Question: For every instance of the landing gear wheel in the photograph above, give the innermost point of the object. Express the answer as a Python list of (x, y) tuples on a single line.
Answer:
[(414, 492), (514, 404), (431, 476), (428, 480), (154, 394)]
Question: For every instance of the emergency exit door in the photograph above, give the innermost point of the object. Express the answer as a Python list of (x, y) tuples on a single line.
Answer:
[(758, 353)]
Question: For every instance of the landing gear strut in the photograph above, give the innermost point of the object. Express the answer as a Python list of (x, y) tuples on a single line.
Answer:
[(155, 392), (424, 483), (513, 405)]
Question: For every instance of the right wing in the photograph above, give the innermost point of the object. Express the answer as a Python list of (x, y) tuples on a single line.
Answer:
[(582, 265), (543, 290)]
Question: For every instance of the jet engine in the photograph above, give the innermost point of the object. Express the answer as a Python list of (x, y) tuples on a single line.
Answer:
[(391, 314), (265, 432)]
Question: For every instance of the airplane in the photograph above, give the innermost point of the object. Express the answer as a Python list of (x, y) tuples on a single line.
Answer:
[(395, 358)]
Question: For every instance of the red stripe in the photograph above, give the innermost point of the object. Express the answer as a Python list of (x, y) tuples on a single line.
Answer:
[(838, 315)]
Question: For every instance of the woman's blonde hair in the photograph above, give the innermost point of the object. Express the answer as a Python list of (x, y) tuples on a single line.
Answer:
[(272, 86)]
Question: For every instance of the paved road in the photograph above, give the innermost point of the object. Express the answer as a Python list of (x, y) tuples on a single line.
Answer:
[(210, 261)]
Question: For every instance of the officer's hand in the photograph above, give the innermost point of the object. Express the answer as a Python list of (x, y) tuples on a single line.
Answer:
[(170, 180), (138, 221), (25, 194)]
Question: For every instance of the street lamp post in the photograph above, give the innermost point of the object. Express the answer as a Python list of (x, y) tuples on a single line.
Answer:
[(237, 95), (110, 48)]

■ ■ ■

Task statement:
Write out the entries without any change, starting at the first line and ending at the line that contains "[(414, 492), (514, 404), (431, 476), (428, 480), (154, 394)]".

Worked answer:
Question: For every instance of the landing gear wheel in the photograph above, give the innermost point of the object. Express the answer as a Python list of (x, y) tuples on a single line.
Answer:
[(414, 492), (514, 404), (431, 476), (428, 480), (154, 394)]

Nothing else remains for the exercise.